#### [WHAT IS ASKED]
From the line with "Target: storefront sign" to the final line of the records, reproduce every line exactly and only those lines.

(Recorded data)
____________________
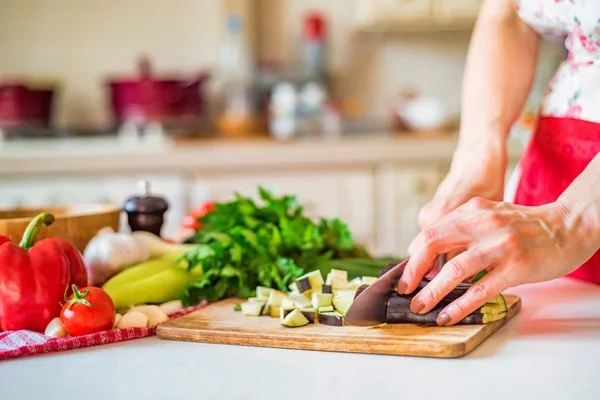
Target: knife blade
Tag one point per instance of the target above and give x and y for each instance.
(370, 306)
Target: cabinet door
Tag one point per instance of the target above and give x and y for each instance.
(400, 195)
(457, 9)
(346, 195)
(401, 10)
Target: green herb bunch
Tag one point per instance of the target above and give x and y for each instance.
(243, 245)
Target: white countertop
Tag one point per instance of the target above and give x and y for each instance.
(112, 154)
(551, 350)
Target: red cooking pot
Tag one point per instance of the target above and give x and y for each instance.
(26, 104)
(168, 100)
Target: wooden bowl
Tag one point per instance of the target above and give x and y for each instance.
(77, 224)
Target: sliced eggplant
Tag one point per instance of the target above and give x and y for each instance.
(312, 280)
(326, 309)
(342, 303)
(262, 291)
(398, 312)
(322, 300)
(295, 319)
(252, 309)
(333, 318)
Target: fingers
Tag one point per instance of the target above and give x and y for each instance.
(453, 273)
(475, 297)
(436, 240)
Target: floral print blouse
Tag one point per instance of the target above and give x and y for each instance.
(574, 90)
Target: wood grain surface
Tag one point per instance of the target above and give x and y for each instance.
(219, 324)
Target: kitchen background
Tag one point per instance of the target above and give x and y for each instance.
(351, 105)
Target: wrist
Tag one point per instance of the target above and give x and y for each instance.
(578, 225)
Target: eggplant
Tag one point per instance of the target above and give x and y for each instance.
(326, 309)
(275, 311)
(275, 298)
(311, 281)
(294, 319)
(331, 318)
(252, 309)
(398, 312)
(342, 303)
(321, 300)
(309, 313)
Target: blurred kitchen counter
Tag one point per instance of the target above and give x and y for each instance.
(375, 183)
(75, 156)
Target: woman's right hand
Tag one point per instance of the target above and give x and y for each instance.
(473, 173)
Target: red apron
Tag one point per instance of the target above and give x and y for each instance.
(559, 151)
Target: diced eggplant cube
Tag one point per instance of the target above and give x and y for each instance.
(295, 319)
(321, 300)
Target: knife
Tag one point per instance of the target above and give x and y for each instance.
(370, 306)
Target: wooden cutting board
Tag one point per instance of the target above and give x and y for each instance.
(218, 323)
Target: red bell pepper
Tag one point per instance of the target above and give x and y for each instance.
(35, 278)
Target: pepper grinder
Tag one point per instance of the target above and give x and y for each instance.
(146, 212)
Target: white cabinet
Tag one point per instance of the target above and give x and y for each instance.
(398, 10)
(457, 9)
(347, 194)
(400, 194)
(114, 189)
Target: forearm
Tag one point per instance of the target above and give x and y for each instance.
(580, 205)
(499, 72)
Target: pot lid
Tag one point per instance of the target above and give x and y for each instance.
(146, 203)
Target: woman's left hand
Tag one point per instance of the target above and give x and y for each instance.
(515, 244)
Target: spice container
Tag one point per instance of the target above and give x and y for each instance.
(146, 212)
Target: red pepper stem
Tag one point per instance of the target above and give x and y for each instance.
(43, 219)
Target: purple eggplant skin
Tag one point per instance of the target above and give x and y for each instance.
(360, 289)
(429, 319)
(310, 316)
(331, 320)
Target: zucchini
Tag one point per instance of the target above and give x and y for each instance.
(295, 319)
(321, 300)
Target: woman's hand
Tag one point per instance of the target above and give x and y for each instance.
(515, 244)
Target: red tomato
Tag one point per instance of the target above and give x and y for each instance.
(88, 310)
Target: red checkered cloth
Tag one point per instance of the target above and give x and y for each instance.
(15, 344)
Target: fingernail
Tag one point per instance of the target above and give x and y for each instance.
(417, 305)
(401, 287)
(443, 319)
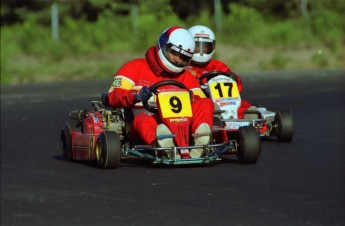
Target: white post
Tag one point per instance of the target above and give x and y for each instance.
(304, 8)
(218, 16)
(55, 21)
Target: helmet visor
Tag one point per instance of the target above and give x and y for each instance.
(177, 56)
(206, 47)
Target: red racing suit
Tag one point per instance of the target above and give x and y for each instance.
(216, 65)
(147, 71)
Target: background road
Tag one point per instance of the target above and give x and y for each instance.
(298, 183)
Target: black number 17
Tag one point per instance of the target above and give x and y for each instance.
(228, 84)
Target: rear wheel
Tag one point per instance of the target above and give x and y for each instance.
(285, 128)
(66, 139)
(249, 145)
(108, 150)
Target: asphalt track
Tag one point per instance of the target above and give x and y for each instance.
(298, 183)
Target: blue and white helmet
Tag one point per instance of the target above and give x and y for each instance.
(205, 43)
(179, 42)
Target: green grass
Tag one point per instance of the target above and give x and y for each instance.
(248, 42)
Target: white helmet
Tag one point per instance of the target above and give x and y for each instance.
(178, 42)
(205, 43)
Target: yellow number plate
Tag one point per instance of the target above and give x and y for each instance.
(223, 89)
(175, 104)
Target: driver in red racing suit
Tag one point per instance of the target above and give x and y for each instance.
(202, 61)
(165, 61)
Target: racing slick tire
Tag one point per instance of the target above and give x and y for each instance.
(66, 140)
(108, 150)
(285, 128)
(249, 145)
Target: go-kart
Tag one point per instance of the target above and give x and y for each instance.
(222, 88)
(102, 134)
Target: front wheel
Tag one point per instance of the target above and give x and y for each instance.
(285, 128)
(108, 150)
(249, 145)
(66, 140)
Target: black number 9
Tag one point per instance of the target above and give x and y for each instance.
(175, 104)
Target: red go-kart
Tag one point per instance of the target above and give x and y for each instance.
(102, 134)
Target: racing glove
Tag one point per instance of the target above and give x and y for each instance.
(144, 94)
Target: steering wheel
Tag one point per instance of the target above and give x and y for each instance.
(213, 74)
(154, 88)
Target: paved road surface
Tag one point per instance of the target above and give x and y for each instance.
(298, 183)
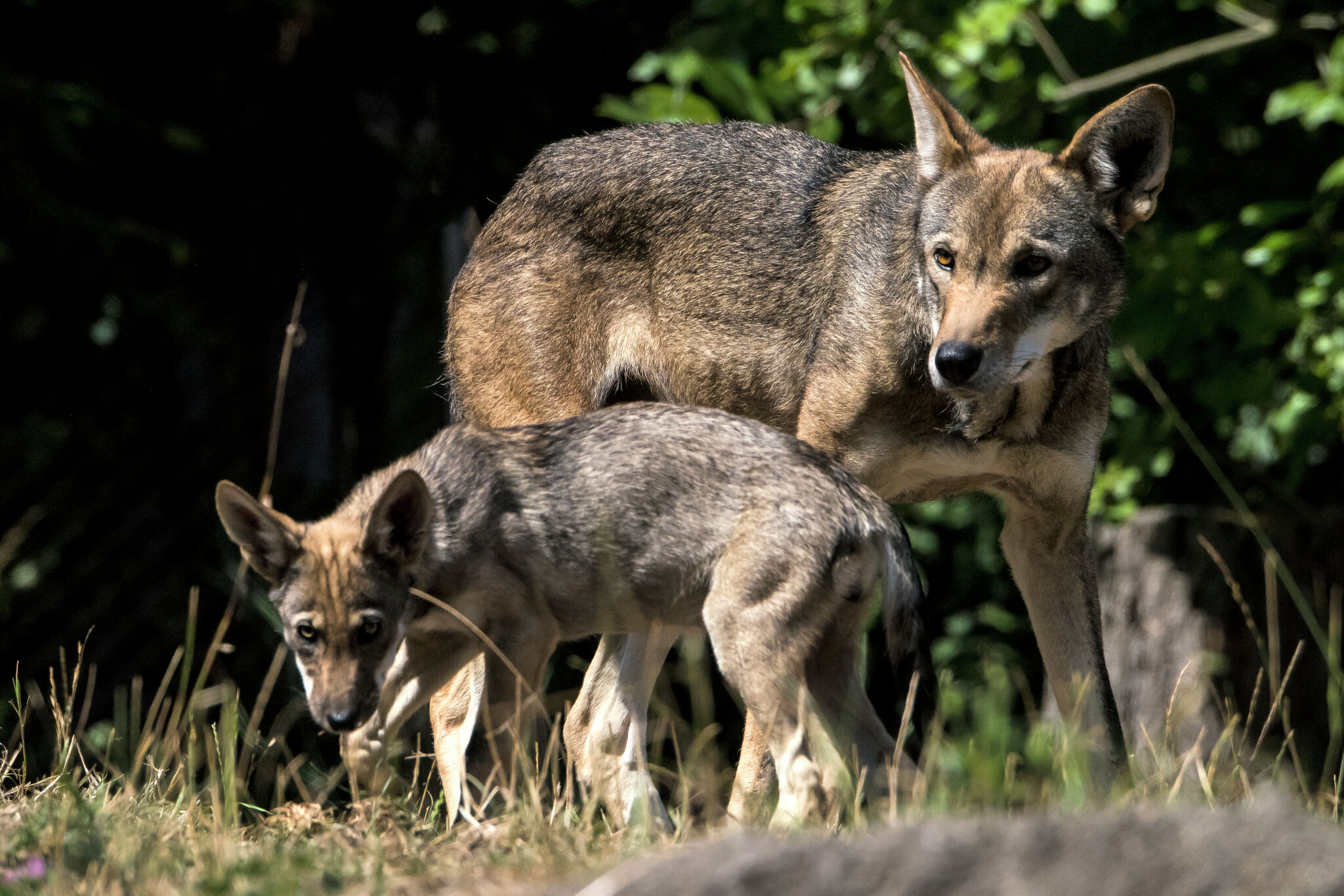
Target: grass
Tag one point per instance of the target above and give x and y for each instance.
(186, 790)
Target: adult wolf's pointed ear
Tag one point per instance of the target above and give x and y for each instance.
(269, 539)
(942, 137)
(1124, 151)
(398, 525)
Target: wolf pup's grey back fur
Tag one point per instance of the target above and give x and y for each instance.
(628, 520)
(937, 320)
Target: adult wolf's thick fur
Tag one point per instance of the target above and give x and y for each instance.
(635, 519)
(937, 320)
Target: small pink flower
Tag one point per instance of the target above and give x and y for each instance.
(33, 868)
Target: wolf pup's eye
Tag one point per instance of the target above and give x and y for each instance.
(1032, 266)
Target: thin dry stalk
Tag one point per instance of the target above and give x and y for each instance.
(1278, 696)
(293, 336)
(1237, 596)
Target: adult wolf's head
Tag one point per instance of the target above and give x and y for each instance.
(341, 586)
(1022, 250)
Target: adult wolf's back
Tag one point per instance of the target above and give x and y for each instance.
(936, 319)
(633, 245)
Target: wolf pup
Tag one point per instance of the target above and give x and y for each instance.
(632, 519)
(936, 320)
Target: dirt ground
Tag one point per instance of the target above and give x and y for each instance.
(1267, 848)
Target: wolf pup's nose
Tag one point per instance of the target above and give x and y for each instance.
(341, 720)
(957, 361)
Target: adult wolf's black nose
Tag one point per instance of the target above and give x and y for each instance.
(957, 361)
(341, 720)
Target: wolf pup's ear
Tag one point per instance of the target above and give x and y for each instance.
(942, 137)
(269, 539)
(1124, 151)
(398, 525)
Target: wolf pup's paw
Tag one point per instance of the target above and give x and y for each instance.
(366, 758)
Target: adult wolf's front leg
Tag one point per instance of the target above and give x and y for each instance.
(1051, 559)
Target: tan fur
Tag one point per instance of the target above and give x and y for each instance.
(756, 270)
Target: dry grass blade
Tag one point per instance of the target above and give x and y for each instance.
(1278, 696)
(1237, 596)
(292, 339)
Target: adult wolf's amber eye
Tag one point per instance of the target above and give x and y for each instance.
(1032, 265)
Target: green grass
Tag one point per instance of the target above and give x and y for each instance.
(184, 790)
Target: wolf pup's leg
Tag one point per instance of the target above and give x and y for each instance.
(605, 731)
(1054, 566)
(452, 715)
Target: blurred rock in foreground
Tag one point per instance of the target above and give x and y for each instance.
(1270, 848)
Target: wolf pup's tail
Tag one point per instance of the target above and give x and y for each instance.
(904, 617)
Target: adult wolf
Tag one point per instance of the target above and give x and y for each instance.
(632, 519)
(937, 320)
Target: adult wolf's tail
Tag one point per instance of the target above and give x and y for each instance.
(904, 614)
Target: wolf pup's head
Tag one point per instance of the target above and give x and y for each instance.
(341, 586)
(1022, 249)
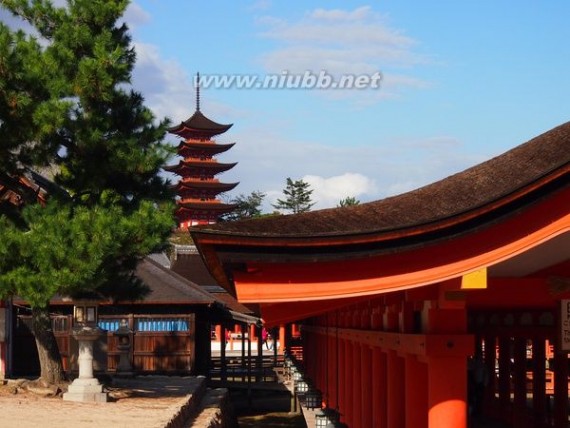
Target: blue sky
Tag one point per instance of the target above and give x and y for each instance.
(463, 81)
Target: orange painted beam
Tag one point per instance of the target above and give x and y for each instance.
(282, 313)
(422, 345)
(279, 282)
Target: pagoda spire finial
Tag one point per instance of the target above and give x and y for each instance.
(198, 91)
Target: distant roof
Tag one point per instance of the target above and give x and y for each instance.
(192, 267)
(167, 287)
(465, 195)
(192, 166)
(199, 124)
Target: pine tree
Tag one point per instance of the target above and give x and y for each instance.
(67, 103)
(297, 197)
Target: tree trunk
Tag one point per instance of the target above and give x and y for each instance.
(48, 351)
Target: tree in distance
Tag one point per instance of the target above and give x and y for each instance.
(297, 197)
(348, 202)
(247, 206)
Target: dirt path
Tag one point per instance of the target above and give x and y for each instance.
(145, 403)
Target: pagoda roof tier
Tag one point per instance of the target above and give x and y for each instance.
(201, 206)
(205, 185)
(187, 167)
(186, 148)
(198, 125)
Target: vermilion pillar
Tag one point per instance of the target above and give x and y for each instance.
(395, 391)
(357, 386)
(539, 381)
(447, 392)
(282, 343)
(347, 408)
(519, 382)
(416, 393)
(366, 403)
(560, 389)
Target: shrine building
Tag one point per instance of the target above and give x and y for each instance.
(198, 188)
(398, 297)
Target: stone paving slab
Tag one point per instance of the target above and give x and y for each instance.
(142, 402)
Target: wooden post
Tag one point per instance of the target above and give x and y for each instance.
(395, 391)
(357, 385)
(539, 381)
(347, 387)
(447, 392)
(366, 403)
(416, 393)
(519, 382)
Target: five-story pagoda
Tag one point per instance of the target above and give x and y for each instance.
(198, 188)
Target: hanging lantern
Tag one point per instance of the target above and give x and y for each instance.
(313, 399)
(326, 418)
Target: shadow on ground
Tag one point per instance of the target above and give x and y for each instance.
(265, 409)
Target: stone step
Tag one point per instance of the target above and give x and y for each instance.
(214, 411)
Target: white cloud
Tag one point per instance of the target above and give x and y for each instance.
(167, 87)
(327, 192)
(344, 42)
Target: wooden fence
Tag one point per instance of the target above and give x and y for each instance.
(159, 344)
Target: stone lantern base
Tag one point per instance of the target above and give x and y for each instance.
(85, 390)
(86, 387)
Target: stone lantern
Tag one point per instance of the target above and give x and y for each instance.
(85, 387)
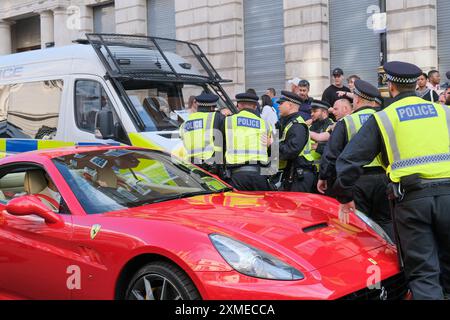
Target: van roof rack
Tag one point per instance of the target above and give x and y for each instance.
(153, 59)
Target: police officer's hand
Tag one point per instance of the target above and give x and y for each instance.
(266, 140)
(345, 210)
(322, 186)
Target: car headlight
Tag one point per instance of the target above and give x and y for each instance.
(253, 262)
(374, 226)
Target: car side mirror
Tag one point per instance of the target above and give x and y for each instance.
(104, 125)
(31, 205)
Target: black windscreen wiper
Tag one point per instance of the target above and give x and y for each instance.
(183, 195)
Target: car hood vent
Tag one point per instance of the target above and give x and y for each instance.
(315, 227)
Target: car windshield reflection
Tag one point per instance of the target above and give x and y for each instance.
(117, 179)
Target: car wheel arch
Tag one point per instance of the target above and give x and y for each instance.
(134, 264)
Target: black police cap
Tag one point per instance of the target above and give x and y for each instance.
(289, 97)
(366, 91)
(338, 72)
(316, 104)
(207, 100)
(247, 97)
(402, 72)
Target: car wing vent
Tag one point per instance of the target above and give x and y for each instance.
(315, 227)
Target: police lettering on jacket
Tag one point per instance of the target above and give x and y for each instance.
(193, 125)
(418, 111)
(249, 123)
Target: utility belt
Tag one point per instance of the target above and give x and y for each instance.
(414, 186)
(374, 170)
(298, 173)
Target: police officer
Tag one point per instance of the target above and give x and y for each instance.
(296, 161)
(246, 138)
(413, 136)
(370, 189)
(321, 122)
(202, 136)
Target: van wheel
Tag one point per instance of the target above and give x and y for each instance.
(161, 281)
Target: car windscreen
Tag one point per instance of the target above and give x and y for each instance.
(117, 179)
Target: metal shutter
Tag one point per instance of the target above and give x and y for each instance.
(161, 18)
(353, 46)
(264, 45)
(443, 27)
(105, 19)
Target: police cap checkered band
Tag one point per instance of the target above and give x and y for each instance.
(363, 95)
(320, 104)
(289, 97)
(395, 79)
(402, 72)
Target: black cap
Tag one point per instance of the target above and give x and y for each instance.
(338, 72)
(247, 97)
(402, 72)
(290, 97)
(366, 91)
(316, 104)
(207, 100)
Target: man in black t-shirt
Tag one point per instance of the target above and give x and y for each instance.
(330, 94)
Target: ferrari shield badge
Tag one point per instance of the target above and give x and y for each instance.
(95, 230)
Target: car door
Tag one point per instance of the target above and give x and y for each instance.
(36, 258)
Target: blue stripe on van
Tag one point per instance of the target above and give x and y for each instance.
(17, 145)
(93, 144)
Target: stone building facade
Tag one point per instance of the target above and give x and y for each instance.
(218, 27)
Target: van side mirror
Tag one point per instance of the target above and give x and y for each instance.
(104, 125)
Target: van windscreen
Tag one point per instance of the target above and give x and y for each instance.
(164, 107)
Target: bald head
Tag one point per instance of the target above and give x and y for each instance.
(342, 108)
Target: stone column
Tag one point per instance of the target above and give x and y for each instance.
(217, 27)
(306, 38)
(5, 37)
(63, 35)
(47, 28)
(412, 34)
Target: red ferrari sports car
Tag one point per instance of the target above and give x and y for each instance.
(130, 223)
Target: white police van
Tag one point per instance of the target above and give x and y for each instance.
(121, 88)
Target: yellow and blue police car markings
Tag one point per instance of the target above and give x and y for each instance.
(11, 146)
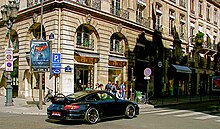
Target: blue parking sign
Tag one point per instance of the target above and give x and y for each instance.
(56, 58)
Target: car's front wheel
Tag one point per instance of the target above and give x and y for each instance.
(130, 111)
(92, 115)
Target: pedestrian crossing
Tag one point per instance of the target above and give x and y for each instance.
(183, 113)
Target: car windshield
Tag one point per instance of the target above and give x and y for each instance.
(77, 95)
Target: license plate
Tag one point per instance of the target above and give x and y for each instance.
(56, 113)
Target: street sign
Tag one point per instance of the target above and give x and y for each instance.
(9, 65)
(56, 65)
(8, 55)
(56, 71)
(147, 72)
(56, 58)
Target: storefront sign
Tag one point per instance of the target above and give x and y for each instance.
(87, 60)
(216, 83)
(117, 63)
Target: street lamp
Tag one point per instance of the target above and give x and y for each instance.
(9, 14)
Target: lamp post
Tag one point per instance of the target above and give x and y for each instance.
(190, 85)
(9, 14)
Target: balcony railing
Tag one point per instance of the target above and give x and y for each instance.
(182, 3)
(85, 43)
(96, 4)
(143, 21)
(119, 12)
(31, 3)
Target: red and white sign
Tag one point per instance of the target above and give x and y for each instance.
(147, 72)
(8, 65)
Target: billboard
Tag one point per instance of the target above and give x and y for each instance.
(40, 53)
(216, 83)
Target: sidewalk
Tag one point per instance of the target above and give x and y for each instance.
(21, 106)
____________________
#### [TASK OUTPUT]
Target: storefront sign
Tag one point per instance of the target above and give x and y for each instance.
(87, 60)
(216, 83)
(117, 63)
Target: street lamp
Tag one point per instance of the target above and give x and y for each instance.
(9, 14)
Target: lamp post
Tag one point per instance of the target above and give x and y for each instance.
(190, 85)
(9, 14)
Target: balcony railing
Tag one point per instance of the target above and give x and y for each instance.
(182, 3)
(85, 43)
(96, 4)
(143, 21)
(119, 12)
(31, 3)
Target: red and white sign
Tag one point per instance of the target above and give x and y for each instance.
(147, 72)
(8, 65)
Target: billboard
Tag one point per instance of the target above and give x and y for each instance.
(40, 53)
(216, 83)
Target: sidewalk
Tag one point per instance of the target above and give x and y for each instance.
(21, 106)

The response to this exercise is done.